EXERCISE: In the entries that follow, the lines from the one with "Target: diced cucumber" through the one with "[427, 1068]" are the ones to write out, exactly and with both ends included. Nothing else should appear.

GIVEN RECORDS:
══════════════════════════════

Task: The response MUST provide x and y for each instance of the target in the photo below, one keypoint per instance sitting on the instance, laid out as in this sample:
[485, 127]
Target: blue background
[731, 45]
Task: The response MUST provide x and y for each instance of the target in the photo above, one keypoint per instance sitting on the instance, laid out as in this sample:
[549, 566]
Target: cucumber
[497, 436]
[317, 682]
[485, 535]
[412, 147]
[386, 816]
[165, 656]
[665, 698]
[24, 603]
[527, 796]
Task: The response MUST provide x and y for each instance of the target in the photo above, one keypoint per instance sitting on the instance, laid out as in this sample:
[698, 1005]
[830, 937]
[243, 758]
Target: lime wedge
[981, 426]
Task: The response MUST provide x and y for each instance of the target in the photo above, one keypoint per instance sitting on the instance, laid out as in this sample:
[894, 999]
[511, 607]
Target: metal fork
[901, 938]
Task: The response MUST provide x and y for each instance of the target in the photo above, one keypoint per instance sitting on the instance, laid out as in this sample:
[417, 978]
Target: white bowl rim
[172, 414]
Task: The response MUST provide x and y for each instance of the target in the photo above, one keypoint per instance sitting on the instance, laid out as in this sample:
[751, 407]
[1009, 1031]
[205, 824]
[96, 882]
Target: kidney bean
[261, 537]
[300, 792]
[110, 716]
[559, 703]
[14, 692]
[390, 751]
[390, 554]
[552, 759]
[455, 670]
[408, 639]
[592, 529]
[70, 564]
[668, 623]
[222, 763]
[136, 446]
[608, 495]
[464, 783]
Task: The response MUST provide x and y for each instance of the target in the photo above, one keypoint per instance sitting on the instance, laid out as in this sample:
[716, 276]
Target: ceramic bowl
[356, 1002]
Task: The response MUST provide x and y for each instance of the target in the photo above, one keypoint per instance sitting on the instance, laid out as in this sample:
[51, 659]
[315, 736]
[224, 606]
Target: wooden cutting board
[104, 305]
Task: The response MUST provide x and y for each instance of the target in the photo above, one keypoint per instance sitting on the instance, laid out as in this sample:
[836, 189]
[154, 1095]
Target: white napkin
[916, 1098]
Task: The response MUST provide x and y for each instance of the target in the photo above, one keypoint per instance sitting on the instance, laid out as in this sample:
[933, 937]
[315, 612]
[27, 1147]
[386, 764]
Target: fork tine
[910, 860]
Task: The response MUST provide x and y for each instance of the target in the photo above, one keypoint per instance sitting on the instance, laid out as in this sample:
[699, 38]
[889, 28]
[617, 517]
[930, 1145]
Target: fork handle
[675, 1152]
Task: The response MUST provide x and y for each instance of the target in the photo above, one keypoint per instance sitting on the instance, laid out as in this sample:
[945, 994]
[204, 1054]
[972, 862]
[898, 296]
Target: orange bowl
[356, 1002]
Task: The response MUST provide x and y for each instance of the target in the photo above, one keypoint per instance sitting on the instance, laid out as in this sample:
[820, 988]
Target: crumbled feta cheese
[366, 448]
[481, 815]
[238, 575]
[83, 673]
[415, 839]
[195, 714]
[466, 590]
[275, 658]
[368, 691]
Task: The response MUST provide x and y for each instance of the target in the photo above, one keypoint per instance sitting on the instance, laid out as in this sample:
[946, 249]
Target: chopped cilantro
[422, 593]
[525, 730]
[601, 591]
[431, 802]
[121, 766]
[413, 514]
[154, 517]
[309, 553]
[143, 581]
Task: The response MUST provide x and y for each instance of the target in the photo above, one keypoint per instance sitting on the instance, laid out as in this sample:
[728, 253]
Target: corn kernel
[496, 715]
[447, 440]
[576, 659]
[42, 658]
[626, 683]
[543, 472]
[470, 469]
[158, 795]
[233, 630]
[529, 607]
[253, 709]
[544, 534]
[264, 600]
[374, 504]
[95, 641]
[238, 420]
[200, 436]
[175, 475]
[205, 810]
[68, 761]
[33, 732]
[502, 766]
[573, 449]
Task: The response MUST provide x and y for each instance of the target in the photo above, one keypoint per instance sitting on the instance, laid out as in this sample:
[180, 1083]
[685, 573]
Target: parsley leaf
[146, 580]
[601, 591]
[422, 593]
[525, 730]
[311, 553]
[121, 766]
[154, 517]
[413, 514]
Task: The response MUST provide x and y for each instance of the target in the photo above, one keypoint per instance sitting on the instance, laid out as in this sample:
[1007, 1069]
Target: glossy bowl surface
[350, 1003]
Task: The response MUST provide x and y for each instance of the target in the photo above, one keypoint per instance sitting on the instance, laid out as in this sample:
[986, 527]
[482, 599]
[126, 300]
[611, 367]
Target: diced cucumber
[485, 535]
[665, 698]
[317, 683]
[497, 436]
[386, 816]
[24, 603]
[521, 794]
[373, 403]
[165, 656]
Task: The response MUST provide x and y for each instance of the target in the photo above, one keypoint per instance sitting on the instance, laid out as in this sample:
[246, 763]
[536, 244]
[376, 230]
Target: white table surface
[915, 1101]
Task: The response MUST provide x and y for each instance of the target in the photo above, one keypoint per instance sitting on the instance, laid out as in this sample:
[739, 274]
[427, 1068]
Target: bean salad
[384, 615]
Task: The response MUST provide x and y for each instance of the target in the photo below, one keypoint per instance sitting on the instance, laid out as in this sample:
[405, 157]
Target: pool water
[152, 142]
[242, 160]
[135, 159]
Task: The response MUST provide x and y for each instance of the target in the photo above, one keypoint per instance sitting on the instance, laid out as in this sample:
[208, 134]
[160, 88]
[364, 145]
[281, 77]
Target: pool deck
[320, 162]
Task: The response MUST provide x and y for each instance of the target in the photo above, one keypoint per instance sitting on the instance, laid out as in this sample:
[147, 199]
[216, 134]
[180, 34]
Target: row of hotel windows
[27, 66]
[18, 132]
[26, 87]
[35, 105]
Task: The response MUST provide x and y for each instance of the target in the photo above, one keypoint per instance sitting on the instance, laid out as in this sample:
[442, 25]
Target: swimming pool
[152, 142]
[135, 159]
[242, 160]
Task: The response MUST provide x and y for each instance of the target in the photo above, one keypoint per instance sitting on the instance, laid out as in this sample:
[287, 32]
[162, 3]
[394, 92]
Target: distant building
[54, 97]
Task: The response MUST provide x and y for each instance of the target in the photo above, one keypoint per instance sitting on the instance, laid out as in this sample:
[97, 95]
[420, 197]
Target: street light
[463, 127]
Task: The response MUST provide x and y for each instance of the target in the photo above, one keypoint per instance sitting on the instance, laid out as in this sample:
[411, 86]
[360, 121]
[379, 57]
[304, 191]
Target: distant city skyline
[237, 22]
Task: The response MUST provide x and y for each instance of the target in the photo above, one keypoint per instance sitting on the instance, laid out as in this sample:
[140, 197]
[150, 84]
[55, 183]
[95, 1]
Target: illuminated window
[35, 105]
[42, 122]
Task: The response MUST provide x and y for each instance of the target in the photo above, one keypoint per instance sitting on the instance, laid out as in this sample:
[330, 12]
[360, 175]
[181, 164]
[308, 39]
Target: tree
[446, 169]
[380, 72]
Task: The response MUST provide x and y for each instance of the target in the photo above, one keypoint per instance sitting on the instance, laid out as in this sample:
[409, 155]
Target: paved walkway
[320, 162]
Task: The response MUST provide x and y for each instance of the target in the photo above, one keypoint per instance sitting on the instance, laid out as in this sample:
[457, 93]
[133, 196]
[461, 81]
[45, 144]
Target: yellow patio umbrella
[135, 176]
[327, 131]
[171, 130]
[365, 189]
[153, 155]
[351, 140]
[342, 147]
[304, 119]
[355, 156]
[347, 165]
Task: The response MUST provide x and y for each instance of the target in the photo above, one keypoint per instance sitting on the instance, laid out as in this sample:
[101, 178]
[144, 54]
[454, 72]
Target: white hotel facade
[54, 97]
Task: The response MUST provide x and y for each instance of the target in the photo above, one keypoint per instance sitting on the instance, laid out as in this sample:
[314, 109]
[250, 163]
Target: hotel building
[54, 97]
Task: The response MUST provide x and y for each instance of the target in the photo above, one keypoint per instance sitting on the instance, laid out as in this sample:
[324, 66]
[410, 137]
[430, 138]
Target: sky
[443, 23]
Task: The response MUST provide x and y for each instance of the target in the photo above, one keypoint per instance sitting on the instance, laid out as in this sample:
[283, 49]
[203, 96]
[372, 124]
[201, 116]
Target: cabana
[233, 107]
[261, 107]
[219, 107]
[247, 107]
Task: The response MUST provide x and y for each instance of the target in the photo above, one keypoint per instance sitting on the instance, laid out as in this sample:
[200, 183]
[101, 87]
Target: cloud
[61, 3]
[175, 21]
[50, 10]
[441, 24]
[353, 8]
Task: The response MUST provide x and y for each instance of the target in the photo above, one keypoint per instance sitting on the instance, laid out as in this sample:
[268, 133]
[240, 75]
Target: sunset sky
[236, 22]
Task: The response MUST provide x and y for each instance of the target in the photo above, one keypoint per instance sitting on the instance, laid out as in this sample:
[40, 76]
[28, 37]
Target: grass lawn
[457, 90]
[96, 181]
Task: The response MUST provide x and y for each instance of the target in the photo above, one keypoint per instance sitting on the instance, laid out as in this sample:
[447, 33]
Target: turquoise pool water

══════════════════════════════

EXPECTED ANSWER:
Target: diced cucumber
[485, 535]
[665, 698]
[317, 683]
[497, 436]
[386, 816]
[24, 603]
[521, 794]
[373, 403]
[165, 656]
Task: The response MUST provide x and y for each instance of the target in the photo above, one keypoint per instance sitting on the instance, laid out as in this sample:
[246, 763]
[536, 244]
[376, 230]
Target: white table surface
[915, 1101]
Task: The response MUST provide x and y for each instance of the target in the photo above, one keypoint per instance sitting on the instance, laid out as in this sample:
[739, 274]
[427, 1068]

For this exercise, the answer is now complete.